SUPPLIED PASSAGE:

** begin **

If there's one thing that's become clear about the Gulf oil spill, it's that nothing is clear. No one is sure how to plug the leak, where the oil will go next, where the oil is now, how dispersants have affected it, how hurricanes might affect it, how it affects wildlife, or even how it affects human health. But amid all this uncertainty, one sketchy statistic has loomed largest: How big is the spill?
BP executives and government scientists first estimated that about 210,000 gallons were leaking out every day, but weeks later, that number was revised to 420,000. And as weeks have passed and multiple containment efforts failed, the leak's estimated size has only continued to grow. After updating their estimate in late May to between 500,000 and 800,000 gallons, officials then doubled it a few weeks later, pushing the range well beyond 1 million gallons a day. The most recent revision, issued by the federal Flow Rate Technical Group on June 15, raises the range as high as 2.5 million gallons daily; if that's accurate, enough oil is spilling into the Gulf to re-create the 1989 Exxon Valdez oil spill every five days.

** end **

TASK DIRECTIONS: Rewrite the Gulf oil spill passage beginning at the words "If there's one" and stopping after "is the spill?", with "dispersants" replaced by "chemical agents".

DATASET CONTENT:
** begin **

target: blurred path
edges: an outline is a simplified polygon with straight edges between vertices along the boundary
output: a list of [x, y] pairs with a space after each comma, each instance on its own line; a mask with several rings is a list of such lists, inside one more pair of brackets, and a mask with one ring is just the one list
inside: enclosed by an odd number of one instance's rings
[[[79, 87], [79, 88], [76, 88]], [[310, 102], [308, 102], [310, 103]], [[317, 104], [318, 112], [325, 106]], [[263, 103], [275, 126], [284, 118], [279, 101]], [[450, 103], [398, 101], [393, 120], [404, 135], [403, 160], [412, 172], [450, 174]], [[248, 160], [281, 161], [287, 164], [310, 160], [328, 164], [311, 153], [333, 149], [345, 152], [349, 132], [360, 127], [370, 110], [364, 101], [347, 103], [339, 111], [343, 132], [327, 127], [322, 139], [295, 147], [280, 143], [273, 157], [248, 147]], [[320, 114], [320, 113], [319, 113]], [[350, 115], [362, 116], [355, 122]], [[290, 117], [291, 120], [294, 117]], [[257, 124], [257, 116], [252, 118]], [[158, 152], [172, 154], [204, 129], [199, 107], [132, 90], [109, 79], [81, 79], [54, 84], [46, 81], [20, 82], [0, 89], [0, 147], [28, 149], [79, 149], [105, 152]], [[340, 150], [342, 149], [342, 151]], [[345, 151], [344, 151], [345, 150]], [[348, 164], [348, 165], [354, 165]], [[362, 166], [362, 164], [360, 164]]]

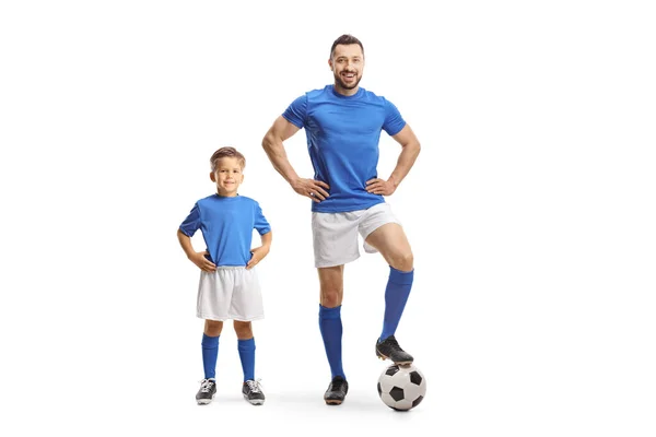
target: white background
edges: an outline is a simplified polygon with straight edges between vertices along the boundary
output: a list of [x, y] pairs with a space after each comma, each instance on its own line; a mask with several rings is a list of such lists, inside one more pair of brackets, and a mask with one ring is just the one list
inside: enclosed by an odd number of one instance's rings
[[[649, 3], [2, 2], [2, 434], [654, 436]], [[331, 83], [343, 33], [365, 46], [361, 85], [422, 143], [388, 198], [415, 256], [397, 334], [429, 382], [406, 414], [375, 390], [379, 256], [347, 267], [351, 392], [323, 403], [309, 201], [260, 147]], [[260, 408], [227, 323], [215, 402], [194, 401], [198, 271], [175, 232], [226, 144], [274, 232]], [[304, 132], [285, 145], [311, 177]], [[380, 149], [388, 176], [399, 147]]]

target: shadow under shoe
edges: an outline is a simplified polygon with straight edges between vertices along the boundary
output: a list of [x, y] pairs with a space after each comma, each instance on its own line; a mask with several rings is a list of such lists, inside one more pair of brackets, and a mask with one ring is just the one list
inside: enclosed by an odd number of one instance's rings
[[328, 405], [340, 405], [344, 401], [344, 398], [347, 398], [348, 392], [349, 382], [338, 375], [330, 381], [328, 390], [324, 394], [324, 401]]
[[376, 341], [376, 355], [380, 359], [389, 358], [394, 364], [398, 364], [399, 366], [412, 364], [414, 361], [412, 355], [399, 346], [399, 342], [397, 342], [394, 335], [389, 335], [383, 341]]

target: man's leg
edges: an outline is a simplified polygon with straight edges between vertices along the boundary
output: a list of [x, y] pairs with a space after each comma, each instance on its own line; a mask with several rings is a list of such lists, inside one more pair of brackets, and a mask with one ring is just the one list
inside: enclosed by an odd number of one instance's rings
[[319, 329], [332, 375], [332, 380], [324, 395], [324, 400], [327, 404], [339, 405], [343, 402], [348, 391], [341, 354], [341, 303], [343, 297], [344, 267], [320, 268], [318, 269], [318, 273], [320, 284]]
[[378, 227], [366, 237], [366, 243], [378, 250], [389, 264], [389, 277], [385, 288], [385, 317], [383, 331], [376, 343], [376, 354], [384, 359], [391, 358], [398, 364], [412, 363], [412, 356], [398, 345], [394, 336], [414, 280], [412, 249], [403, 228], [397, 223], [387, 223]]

** end **

RESPONSE TO THE TASK:
If there's one thing that's become clear about the Gulf oil spill, it's that nothing is clear. No one is sure how to plug the leak, where the oil will go next, where the oil is now, how chemical agents have affected it, how hurricanes might affect it, how it affects wildlife, or even how it affects human health. But amid all this uncertainty, one sketchy statistic has loomed largest: How big is the spill?